- **STATED PROBLEM**
Exactly reproduce the lines from the line that has "of the dirt" down to the last line of the entries, inclusive.

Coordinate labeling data
┌──

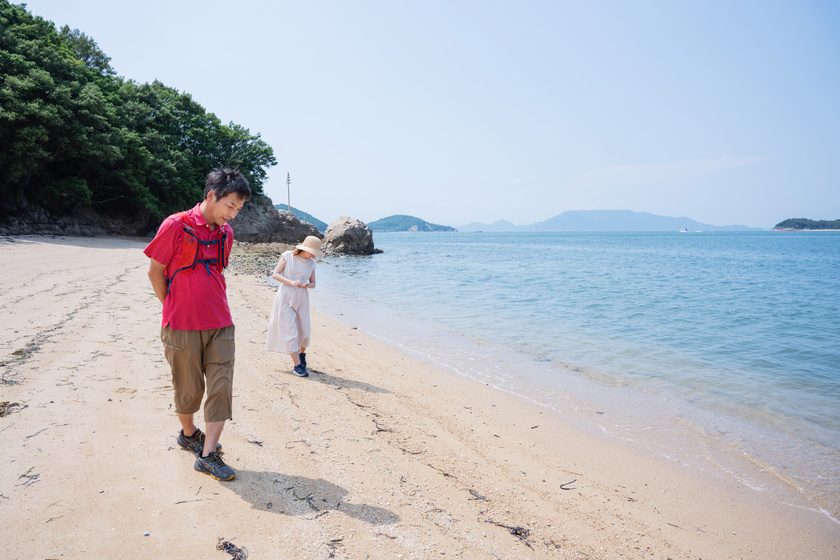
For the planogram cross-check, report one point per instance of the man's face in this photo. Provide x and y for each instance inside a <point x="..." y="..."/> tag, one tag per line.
<point x="219" y="211"/>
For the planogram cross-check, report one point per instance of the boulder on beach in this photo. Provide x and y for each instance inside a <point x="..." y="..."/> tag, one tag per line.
<point x="260" y="222"/>
<point x="349" y="236"/>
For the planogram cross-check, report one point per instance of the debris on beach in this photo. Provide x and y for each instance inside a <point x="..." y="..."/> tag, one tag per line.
<point x="520" y="532"/>
<point x="232" y="549"/>
<point x="7" y="408"/>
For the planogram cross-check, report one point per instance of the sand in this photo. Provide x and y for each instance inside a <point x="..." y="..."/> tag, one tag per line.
<point x="375" y="455"/>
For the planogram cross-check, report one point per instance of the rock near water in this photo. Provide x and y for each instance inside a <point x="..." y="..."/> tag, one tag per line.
<point x="260" y="222"/>
<point x="349" y="236"/>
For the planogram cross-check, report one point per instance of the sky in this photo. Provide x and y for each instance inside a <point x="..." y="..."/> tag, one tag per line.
<point x="459" y="111"/>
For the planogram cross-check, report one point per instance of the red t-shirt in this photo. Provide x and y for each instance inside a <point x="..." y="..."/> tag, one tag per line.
<point x="196" y="301"/>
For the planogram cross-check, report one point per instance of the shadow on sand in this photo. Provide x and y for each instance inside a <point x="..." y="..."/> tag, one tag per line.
<point x="320" y="376"/>
<point x="297" y="495"/>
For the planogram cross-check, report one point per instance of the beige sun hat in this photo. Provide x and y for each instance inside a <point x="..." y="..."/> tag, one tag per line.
<point x="311" y="245"/>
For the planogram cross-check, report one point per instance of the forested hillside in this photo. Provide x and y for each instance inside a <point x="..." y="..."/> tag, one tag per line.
<point x="73" y="132"/>
<point x="401" y="222"/>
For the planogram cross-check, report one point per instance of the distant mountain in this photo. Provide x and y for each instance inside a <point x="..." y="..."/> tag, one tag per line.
<point x="304" y="217"/>
<point x="499" y="225"/>
<point x="401" y="222"/>
<point x="804" y="224"/>
<point x="607" y="220"/>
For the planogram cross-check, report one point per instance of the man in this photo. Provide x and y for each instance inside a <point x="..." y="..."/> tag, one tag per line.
<point x="188" y="255"/>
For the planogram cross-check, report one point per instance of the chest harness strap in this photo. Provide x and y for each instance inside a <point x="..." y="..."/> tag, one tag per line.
<point x="190" y="249"/>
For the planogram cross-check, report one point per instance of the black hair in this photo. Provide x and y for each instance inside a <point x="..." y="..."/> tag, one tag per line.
<point x="224" y="181"/>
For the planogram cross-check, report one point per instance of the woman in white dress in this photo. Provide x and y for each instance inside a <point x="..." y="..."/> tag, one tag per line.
<point x="288" y="327"/>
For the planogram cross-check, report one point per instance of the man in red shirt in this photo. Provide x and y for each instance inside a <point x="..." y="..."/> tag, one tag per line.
<point x="188" y="255"/>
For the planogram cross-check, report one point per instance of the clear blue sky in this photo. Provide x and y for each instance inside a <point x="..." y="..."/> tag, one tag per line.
<point x="727" y="112"/>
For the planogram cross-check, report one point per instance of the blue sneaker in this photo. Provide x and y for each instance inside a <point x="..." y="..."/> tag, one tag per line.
<point x="214" y="466"/>
<point x="195" y="442"/>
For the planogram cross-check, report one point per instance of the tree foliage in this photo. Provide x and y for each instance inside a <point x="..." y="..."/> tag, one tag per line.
<point x="73" y="132"/>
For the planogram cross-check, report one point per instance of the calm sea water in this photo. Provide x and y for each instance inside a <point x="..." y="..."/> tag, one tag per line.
<point x="717" y="349"/>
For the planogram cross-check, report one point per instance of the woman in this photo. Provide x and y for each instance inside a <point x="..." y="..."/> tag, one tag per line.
<point x="288" y="326"/>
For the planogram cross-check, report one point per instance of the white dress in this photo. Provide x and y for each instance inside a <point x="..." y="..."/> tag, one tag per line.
<point x="289" y="327"/>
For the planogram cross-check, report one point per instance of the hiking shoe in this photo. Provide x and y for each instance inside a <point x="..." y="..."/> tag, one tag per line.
<point x="214" y="466"/>
<point x="195" y="442"/>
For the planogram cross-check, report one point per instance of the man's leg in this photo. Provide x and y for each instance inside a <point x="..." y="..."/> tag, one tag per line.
<point x="218" y="368"/>
<point x="187" y="424"/>
<point x="212" y="435"/>
<point x="183" y="352"/>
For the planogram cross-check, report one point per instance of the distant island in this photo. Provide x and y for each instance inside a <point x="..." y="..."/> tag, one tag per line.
<point x="607" y="220"/>
<point x="304" y="217"/>
<point x="804" y="224"/>
<point x="401" y="222"/>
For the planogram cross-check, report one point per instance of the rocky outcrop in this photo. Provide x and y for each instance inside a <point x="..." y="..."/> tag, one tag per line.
<point x="349" y="236"/>
<point x="260" y="222"/>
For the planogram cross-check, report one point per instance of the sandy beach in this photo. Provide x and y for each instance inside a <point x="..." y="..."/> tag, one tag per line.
<point x="375" y="455"/>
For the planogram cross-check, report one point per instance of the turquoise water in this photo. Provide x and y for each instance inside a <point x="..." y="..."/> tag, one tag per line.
<point x="674" y="338"/>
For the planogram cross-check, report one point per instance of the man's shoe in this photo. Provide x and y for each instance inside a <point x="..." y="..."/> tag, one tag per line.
<point x="195" y="442"/>
<point x="214" y="466"/>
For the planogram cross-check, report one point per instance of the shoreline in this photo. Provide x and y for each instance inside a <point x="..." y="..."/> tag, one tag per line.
<point x="716" y="445"/>
<point x="375" y="454"/>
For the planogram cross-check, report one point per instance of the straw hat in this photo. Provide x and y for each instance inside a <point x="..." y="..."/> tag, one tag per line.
<point x="311" y="245"/>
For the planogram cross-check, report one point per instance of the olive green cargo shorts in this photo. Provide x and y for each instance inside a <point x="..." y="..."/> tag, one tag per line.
<point x="200" y="359"/>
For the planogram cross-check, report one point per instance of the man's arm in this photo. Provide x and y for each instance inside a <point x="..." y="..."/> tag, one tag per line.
<point x="157" y="275"/>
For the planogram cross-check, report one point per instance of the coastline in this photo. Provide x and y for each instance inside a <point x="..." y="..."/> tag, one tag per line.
<point x="377" y="453"/>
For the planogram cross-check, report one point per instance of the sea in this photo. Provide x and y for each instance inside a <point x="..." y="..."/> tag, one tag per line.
<point x="719" y="351"/>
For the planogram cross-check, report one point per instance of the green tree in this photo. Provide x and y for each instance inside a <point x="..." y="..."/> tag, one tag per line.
<point x="73" y="132"/>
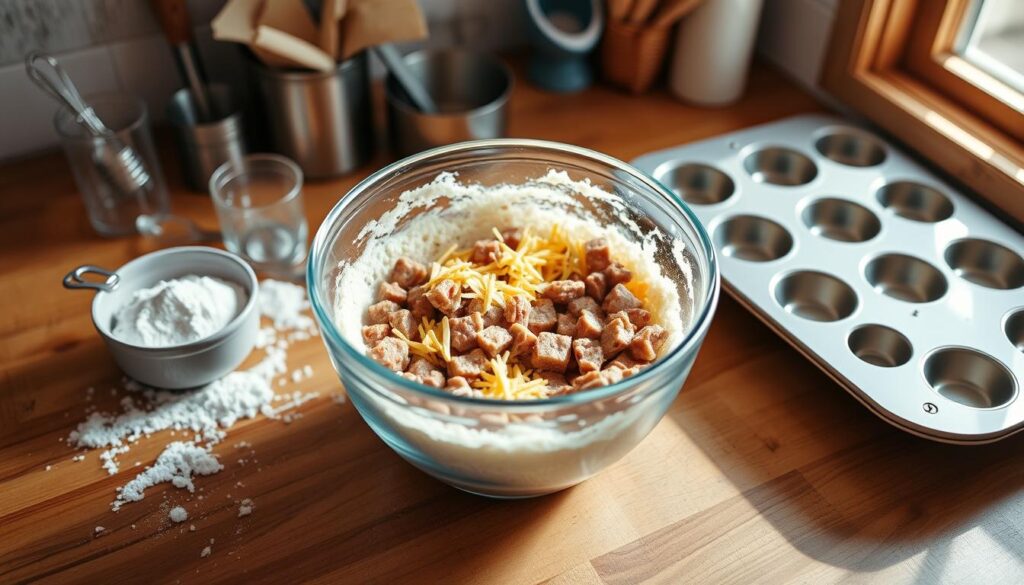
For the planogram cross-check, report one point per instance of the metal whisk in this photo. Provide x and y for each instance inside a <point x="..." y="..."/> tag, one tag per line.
<point x="119" y="163"/>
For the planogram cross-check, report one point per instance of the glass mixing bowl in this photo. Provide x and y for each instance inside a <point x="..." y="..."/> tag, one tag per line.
<point x="523" y="448"/>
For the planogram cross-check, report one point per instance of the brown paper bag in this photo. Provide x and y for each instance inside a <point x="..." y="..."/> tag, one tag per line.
<point x="370" y="23"/>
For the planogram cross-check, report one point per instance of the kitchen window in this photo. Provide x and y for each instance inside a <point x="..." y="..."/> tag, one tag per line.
<point x="946" y="77"/>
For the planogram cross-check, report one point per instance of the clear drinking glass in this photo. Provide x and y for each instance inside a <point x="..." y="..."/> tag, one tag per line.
<point x="113" y="212"/>
<point x="259" y="206"/>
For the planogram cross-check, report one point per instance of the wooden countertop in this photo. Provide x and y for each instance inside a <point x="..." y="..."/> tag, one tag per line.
<point x="763" y="469"/>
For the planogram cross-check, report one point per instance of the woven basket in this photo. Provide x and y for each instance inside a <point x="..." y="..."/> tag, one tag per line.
<point x="632" y="55"/>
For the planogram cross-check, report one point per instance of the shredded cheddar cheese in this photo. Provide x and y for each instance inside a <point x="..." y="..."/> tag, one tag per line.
<point x="434" y="344"/>
<point x="509" y="383"/>
<point x="520" y="270"/>
<point x="515" y="272"/>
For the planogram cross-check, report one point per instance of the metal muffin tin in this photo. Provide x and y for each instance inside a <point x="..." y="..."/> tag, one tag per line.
<point x="897" y="286"/>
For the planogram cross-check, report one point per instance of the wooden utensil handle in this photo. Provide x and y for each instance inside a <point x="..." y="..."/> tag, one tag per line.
<point x="173" y="15"/>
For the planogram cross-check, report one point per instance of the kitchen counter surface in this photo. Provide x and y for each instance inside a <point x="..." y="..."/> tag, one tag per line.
<point x="763" y="469"/>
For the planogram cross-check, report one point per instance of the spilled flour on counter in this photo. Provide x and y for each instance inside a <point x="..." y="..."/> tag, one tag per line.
<point x="204" y="414"/>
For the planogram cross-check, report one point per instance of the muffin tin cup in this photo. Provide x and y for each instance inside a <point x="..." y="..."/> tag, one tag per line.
<point x="896" y="285"/>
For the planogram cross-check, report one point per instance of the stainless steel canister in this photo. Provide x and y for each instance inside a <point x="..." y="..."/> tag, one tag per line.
<point x="205" y="147"/>
<point x="471" y="90"/>
<point x="323" y="121"/>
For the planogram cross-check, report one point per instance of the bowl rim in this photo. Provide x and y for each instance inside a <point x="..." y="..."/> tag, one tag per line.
<point x="199" y="345"/>
<point x="690" y="339"/>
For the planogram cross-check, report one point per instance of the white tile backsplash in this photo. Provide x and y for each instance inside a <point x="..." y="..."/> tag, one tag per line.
<point x="28" y="113"/>
<point x="146" y="66"/>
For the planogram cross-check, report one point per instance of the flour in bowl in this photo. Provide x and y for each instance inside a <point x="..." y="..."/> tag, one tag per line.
<point x="492" y="452"/>
<point x="178" y="310"/>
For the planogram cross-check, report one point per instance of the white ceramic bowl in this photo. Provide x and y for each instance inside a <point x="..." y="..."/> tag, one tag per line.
<point x="187" y="365"/>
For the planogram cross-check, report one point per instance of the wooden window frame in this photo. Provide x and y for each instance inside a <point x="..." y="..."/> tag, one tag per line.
<point x="893" y="61"/>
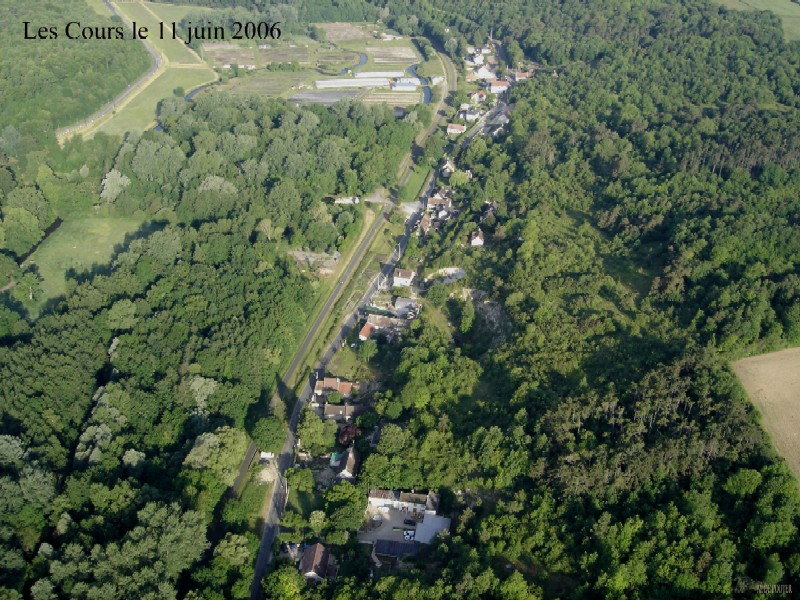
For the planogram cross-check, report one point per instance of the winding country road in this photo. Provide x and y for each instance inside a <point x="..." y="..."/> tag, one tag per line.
<point x="277" y="500"/>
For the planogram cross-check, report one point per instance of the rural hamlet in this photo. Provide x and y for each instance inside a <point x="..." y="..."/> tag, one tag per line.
<point x="389" y="300"/>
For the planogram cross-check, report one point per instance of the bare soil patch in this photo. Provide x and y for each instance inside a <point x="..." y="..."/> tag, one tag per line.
<point x="773" y="383"/>
<point x="401" y="99"/>
<point x="341" y="32"/>
<point x="229" y="54"/>
<point x="391" y="54"/>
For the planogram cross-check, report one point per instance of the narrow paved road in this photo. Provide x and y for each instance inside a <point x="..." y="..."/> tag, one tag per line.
<point x="286" y="457"/>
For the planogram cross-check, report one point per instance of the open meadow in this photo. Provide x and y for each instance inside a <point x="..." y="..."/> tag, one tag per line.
<point x="140" y="112"/>
<point x="78" y="244"/>
<point x="180" y="68"/>
<point x="772" y="382"/>
<point x="174" y="50"/>
<point x="175" y="12"/>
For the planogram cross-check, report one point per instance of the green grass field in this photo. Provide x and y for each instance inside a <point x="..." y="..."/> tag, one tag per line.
<point x="79" y="244"/>
<point x="175" y="50"/>
<point x="140" y="113"/>
<point x="788" y="11"/>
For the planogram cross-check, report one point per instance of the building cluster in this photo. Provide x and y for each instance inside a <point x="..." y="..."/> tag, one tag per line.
<point x="482" y="66"/>
<point x="438" y="207"/>
<point x="341" y="412"/>
<point x="401" y="522"/>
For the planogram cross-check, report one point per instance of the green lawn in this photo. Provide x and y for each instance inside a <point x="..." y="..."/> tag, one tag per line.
<point x="788" y="11"/>
<point x="175" y="12"/>
<point x="175" y="50"/>
<point x="140" y="113"/>
<point x="303" y="503"/>
<point x="411" y="190"/>
<point x="78" y="244"/>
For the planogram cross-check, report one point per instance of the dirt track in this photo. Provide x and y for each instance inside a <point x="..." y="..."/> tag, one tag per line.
<point x="773" y="383"/>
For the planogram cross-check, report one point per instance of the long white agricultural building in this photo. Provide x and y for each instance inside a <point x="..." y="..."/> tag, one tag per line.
<point x="324" y="84"/>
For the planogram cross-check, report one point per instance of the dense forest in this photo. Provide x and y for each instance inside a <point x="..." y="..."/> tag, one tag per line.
<point x="127" y="406"/>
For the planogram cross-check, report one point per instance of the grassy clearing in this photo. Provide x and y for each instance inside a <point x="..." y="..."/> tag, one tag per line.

└──

- **FINISHED ANSWER**
For the planogram cross-check, report one point per instance of the dirt track in this photo. Provide x and y for each instance inside a <point x="..." y="..."/> tag, one tag per line.
<point x="773" y="383"/>
For the planogram cross-check, report one point per instance of the long white agricultural building in this photo. Provide x and y for each instance inside a <point x="..." y="..."/> tag, one tag per line.
<point x="324" y="84"/>
For the planogram cross-check, report one point per instance of the dense forest in this photo. Provide x and y for each instance inside a <point x="..." y="..."/> tag, one tag per line.
<point x="127" y="406"/>
For the planogram cross-check, report one point per instance of the grassy clearing in this photo. Provide x and y for each instance inside a <point x="..." y="..."/> tag, one tag per line.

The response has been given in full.